[Items from a dataset]
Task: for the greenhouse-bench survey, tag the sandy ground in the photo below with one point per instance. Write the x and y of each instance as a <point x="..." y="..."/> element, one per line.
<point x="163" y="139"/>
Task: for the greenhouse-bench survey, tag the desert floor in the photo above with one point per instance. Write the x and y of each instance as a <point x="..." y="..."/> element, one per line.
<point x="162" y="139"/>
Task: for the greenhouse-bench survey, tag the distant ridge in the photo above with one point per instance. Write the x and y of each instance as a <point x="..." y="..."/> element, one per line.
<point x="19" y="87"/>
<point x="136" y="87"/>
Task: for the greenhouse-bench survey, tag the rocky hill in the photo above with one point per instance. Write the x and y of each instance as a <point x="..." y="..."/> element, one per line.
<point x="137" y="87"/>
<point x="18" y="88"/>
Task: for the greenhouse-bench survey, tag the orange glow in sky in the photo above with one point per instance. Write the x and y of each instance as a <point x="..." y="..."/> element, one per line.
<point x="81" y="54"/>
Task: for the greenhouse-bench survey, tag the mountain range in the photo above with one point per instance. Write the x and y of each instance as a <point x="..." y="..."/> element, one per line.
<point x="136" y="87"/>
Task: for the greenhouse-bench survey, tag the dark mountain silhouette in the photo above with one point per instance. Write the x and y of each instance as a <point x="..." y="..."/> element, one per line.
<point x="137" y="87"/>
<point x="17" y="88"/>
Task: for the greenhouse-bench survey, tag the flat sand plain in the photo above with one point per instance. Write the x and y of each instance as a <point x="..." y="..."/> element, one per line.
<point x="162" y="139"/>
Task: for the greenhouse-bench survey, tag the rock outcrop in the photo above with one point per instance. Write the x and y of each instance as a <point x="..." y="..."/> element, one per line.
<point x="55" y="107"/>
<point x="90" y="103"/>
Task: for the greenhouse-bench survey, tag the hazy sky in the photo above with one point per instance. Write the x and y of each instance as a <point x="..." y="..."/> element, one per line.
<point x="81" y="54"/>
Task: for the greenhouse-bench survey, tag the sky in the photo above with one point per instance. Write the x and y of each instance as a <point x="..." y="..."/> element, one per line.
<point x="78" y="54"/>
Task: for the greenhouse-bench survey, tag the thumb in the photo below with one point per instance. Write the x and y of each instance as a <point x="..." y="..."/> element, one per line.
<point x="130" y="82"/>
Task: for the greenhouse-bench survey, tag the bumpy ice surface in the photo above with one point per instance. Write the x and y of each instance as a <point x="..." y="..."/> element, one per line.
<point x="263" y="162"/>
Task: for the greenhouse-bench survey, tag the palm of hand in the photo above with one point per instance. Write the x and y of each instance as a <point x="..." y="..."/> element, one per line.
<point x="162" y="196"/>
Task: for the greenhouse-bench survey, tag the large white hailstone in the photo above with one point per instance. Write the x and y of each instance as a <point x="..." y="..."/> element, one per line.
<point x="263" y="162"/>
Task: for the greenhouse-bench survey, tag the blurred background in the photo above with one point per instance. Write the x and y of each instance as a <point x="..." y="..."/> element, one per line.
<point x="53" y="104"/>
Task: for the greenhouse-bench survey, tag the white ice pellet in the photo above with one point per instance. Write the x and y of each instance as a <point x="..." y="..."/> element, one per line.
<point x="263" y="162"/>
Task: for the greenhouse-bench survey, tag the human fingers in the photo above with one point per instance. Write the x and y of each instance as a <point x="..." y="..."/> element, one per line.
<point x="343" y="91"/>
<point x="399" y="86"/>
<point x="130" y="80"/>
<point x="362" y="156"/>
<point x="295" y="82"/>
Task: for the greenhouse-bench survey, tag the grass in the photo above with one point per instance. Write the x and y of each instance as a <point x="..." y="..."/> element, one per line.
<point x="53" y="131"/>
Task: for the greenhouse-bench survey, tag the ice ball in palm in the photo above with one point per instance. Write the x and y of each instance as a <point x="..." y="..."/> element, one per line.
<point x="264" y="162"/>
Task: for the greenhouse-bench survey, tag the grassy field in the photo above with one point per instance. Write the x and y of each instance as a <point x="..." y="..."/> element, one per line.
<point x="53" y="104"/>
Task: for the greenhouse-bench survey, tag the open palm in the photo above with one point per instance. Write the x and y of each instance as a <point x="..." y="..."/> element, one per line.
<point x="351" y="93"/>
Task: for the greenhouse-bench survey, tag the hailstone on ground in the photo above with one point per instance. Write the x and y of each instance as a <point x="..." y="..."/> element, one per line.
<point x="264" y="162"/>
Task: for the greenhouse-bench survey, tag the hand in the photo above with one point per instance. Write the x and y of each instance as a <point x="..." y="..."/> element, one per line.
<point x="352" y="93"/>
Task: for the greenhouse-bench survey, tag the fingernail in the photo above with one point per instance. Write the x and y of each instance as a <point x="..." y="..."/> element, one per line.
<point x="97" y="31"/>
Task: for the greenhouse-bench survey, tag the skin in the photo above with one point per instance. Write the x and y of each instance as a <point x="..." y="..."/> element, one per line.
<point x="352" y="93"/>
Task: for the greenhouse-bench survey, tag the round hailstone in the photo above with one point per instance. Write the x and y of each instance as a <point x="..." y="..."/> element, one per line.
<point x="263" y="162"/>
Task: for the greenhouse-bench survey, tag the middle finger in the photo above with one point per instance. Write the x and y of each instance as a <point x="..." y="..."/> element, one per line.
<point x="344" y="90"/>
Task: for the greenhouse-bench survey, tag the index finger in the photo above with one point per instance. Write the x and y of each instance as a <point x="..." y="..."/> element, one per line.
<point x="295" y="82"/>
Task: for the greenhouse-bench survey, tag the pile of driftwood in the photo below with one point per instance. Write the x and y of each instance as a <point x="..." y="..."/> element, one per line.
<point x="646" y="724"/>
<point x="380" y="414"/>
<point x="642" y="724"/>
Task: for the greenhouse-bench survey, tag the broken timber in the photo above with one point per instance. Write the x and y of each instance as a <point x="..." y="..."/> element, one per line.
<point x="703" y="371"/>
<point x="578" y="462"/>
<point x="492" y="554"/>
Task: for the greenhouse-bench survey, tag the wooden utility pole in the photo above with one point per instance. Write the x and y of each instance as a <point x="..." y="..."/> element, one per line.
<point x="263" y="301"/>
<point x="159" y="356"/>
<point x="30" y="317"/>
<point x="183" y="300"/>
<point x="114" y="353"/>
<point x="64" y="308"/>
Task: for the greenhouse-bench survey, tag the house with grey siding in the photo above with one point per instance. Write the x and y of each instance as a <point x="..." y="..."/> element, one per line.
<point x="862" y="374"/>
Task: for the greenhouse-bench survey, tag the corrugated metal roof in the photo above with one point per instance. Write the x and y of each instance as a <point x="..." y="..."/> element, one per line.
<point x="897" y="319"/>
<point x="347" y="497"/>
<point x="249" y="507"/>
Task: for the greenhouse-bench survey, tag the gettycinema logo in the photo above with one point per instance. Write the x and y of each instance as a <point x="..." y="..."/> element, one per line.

▶ **WHAT IS EXPECTED**: Can you quote exactly the lines from the one containing "Task: for the greenhouse-bench survey, tag the house" through the last line of the records above, and nothing else?

▶ **COMPLETE ANSWER**:
Task: for the greenhouse-bench survey, tag the house with grey siding in the photo above with one point per instance. Write the x and y of each instance as a <point x="..." y="..."/> element, one per line.
<point x="862" y="374"/>
Task: for the greenhouse-bench survey, tag the corrugated metal roof in the photo above with one point per instance. Write the x and y of each instance as a <point x="..." y="..."/> element, one per line.
<point x="897" y="319"/>
<point x="347" y="497"/>
<point x="249" y="507"/>
Task: for the greenhouse-bench survey, tag the gettycinema logo in the photo above with one point per instance. Write the x and y of each instance as a <point x="..." y="..."/> element, one per line.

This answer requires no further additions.